Provided records Start Marker
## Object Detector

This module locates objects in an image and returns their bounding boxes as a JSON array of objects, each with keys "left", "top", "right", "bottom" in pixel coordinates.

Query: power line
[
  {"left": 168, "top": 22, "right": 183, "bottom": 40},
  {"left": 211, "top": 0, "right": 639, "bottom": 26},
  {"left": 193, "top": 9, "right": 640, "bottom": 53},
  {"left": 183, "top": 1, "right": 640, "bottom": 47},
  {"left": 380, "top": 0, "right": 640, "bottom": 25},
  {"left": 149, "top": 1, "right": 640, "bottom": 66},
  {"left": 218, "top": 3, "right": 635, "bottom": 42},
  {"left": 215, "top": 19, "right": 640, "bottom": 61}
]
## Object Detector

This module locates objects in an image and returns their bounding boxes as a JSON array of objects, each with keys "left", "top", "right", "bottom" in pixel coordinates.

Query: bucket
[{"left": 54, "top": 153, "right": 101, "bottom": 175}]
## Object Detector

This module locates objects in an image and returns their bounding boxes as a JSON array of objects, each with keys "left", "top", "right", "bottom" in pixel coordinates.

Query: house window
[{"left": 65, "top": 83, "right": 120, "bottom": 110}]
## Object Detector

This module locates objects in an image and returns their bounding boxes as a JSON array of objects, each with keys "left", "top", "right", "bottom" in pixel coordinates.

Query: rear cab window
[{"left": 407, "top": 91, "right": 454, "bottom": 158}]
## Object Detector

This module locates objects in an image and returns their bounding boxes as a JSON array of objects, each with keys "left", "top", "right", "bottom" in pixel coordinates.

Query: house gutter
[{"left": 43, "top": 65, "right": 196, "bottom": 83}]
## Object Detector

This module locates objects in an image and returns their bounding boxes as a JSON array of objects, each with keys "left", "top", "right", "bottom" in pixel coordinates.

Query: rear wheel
Provided records End Marker
*What you need to do:* Give back exactly the lines from the one that contains "Query: bucket" to the end of the material, both ends kept, and no other line.

*Answer to this exercise:*
Query: bucket
[{"left": 54, "top": 153, "right": 101, "bottom": 175}]
## Object Detector

This module locates objects in an image and returns their bounding boxes as a JSON array of objects, each with keys "left", "top", "right", "bottom" in pixel coordinates.

Query: house window
[{"left": 65, "top": 83, "right": 120, "bottom": 110}]
## Object Detector

This module locates objects in an image and returns their bounding boxes as a JSON array of objects, each with keys "left", "top", "right", "bottom" in pixel coordinates.

Query: rear cab window
[{"left": 407, "top": 91, "right": 454, "bottom": 158}]
## Object Detector

This module locates objects in an image and returns their bounding boxes as a JSON array of objects, each with keys "left", "top", "right", "bottom" in pixel coordinates.

Query: house gutter
[{"left": 43, "top": 65, "right": 196, "bottom": 83}]
## Object Detector

This module locates objects in an image and returns their bounding boxes as a JSON array of objects, each with keys "left", "top", "right", "bottom" in pixel coordinates.

Query: rear wheel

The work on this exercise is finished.